* REQUIRED TASKS
**a)** Can you turn the paragraph in the DataHelix guide below that begins "The generator is distributed as a JAR file" into a short bulleted list that keeps its main facts?
**b)** Would you carry on the DataHelix guide below from the point where it stops?

DataHelix Generator

The generation of representative test and simulation data is a challenging and time-consuming task. The DataHelix generator allows you to quickly create data, based on a JSON profile that defines fields and the relationships between them, for the purpose of testing and validation. The generator supports a number of generation modes, allowing the creation of data that both conforms to, or violates, the profile.

DataHelix is a proud member of the Fintech Open Source Foundation and operates within the Data Technologies Program.

Getting Started

Getting Started

The following guide gives a 10 minute introduction to the generator via various practical examples. For more detailed documentation please refer to the Profile Developer Guide, and if you are interested in extending / modifying the generator itself, refer to the DataHelix Generator Developer Guide.

The generator has been written in Java, allowing it to work on Microsoft Windows, Apple Mac and Linux. You will need Java v1.8 installed to run the generator (you can run java version to check whether you meet this requirement), it can be downloaded here.

The generator is distributed as a JAR file, with the latest release always available from the GitHub releases page. The project is currently in beta and under active development. You can expect breaking changes in future releases, and new features too!

You are also welcome to download the source code and build the generator yourself. To do so, follow the instructions for downloading and building it using a Java IDE, or for downloading and building it using Docker.

Your feedback on the beta would be greatly appreciated. If you have any issues, feature requests, or ideas, please share them via the GitHub issues page.

Creating your first profile

Profiles are JSON files that describe the data you want to generate. They are composed of:

fields - an array of uniquely named fields (or columns).

* DATA LINES
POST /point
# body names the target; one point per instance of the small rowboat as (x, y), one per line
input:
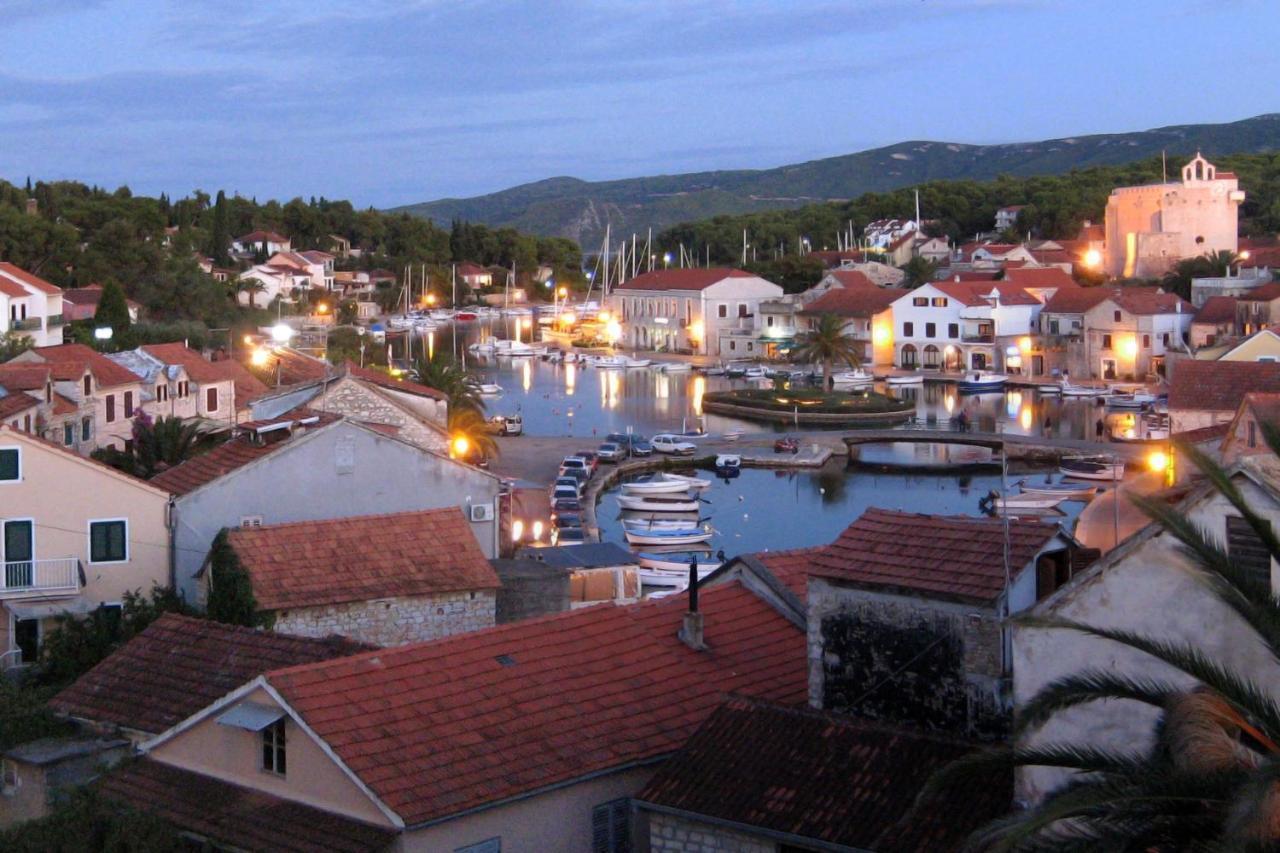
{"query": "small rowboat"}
(658, 503)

* FINAL RESULTS
**a)**
- The generator ships as a JAR file.
- The latest release is always on the GitHub releases page.
- The project is in beta and under active development.
- Future releases may bring breaking changes as well as new features.

**b)**
rules - an array of constraints, with an optional description.
constraints - restrict the types and ranges of data permitted for the given column.

We'll start by generating data for a trivial schema. Using your favourite text editor, create the following JSON profile and save it as profile.json:

{
    "schemaVersion": "0.1",
    "fields": [{ "name": "firstName" }],
    "rules": []
}

Now place the generator.jar file (downloaded from the GitHub releases page) in the same folder as the profile, open up a terminal, and execute the following:

$ java -jar generator.jar generate --max-rows=100 --allow-untyped-fields --replace --profile-file=profile.json --output-path=output.csv

The generator is a command line tool which reads a profile, and outputs data in CSV format. The --max-rows=100 option tells the generator to create 100 rows of data, and the --replace option tells it to overwrite previously generated files. The compulsary --profile-file option specifies the name of the input profile, and the --output-path option specifies the location to write the output to. In generate mode --output-path is optional; the generator will default to standard output if it is not supplied. By default the generator outputs progress, in rows per second, to the standard error output. This can be useful when generating large volumes of data.

If you open up output.csv you'll see something like the following:

firstName
15-09-1971 04:30:18
28-10-2087 09:23:30
1876153676
334227637

03-04-2053 04:57:06
"Lorem Ipsum"
[...]

The generator has successfully created 100 rows of random data. However, in most cases this data will not be terribly useful. It is likely that firstName will only allow string values, with this constraint enforced via a database schema for example. If you don't provide any constraints, the generator will output values from the 'universal set', which contains all generatable values (null, any string, any date, any number, etc).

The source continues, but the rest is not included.